*Excerpt from a dataset*.
● ● ● ● ● ● ●
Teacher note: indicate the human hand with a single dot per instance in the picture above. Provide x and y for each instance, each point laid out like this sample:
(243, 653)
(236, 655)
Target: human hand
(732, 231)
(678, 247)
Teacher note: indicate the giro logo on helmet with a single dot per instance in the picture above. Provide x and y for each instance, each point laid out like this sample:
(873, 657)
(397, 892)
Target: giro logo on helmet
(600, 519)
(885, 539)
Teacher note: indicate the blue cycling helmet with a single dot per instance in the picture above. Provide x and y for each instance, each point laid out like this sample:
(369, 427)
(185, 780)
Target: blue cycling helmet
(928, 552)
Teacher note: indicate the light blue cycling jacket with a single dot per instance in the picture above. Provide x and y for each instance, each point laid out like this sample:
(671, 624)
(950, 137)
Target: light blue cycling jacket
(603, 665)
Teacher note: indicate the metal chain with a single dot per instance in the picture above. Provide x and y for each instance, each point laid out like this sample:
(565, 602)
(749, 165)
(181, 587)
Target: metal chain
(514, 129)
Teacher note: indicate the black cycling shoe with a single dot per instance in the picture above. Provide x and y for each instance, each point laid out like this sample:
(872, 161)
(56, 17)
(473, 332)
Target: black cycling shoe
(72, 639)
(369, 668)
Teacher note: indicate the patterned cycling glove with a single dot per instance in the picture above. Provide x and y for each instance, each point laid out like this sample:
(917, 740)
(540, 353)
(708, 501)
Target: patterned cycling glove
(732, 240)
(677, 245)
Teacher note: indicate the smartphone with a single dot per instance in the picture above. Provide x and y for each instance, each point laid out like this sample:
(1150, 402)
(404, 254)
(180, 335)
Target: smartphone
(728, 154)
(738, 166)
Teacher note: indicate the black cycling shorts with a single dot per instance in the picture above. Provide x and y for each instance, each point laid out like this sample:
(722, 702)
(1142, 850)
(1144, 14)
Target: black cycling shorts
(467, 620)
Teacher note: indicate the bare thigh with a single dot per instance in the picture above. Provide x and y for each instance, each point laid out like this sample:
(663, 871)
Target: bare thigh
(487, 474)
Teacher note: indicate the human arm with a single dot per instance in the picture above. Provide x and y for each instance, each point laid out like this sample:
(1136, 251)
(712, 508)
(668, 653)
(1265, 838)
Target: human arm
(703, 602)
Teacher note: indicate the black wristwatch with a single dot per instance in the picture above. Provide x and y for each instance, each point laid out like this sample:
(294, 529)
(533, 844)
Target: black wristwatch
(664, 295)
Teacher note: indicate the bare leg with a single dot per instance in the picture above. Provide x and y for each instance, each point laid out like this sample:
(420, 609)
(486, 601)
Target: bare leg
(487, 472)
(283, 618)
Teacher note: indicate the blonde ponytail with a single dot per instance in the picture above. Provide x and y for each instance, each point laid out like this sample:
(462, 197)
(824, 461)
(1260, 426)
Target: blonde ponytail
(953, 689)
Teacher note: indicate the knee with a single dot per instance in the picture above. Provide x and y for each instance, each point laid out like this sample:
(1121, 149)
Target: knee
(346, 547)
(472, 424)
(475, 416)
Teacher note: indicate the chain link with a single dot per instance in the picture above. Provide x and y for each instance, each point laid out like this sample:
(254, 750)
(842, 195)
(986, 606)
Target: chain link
● ● ● ● ● ● ●
*Written task*. Go through the records above and retype each one exactly.

*Problem solution*.
Teacher note: indicate the human hand with a single dot per instance in the picture above. Provide x and y for each instance, each point laid out like this sample:
(243, 653)
(236, 655)
Target: human hand
(732, 231)
(678, 247)
Teacher note: indicate the giro logo on helmet with a single dot per instance in the picture above. Provide x and y for each instance, each point laid out like this sample:
(873, 657)
(397, 892)
Target: giro logo on helmet
(600, 519)
(885, 539)
Teacher note: indicate the blue cycling helmet with a single dot per instance in the picture above. Provide x and y for each instance, each point laid out like this sample:
(369, 427)
(185, 780)
Target: blue cycling helmet
(928, 552)
Teacher note: indicate the light blue cycling jacket with a single dot per instance in the picture above. Provide x and y for each instance, each point laid out like this sample:
(671, 624)
(950, 137)
Target: light blue cycling jacket
(603, 665)
Teacher note: indicate the metal chain with a single dot per instance in the picture above. Provide x and y for each instance, each point laid out like this sample:
(565, 602)
(749, 165)
(181, 587)
Target: metal chain
(514, 129)
Teacher note: indicate the black cycling shoe with a single dot per instance in the picture above. Provide x and y for each instance, each point laid out like this sample:
(872, 161)
(56, 17)
(473, 332)
Target: black cycling shoe
(72, 639)
(369, 668)
Teacher note: indicate the patterned cycling glove with a single dot per instance in the picture above. Provide x and y for each instance, each point laid out like this sample:
(917, 740)
(540, 353)
(708, 501)
Target: patterned cycling glove
(732, 240)
(677, 245)
Teacher note: indicate the smartphone with a single dot per instance in the picture above. Provide x and y for each instance, each point laid out like this sample:
(1150, 402)
(404, 254)
(180, 335)
Target: smartphone
(728, 154)
(738, 166)
Teacher note: indicate the black cycling shorts with a single dot per instance in the picture above. Provide x and y for each instance, each point laid out like this sample:
(722, 702)
(1142, 850)
(1144, 14)
Target: black cycling shorts
(467, 620)
Teacher note: indicate the bare thigh with a single dot per instance in the picture above. Provide x and y for each instance, each point laid out like this sample:
(663, 871)
Target: bare thigh
(487, 474)
Teacher note: indicate the human arm with a single dot per instance in the picture above. Provide x and y for each instance, each point laid out like this sample:
(1136, 251)
(712, 508)
(668, 653)
(1265, 838)
Target: human arm
(703, 602)
Teacher note: indicate the black wristwatch with a single dot per instance in the picture above. Provide x and y for each instance, each point laid out like this sample:
(294, 529)
(533, 844)
Target: black wristwatch
(664, 295)
Teacher note: indicate the bare leg with a single dot per instance in the picture above. Provide x and y for each instance, each point laid out like this sample:
(420, 609)
(486, 601)
Target: bare leg
(487, 472)
(283, 618)
Teacher note: indicate the blonde ponytail with a single dot per instance in the picture above. Provide x and y for each instance, each point laid out like this sample:
(462, 197)
(824, 461)
(1260, 426)
Target: blonde ponytail
(953, 689)
Teacher note: indicate the knee with a single dot per instance in the picture above. Provide x and y for each instance, each point laid out like this sample:
(1121, 149)
Target: knee
(346, 547)
(472, 424)
(475, 416)
Teacher note: indicate the chain link with a single dot per instance in the picture above. Provide x and y for each instance, each point laid out like this sample:
(254, 750)
(842, 195)
(986, 606)
Target: chain link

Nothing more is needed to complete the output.